• Descrizione esercizio:
Sostituisci "dense" con "thick" in queste righe e riportale, lasciando invariato tutto il resto.
---------- Righe del dataset ----------
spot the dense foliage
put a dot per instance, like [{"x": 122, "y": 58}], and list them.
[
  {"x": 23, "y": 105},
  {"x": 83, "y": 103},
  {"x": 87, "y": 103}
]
----------
• Risultato finale:
spot the thick foliage
put a dot per instance, like [{"x": 122, "y": 58}], and list them.
[
  {"x": 23, "y": 105},
  {"x": 83, "y": 103},
  {"x": 87, "y": 103}
]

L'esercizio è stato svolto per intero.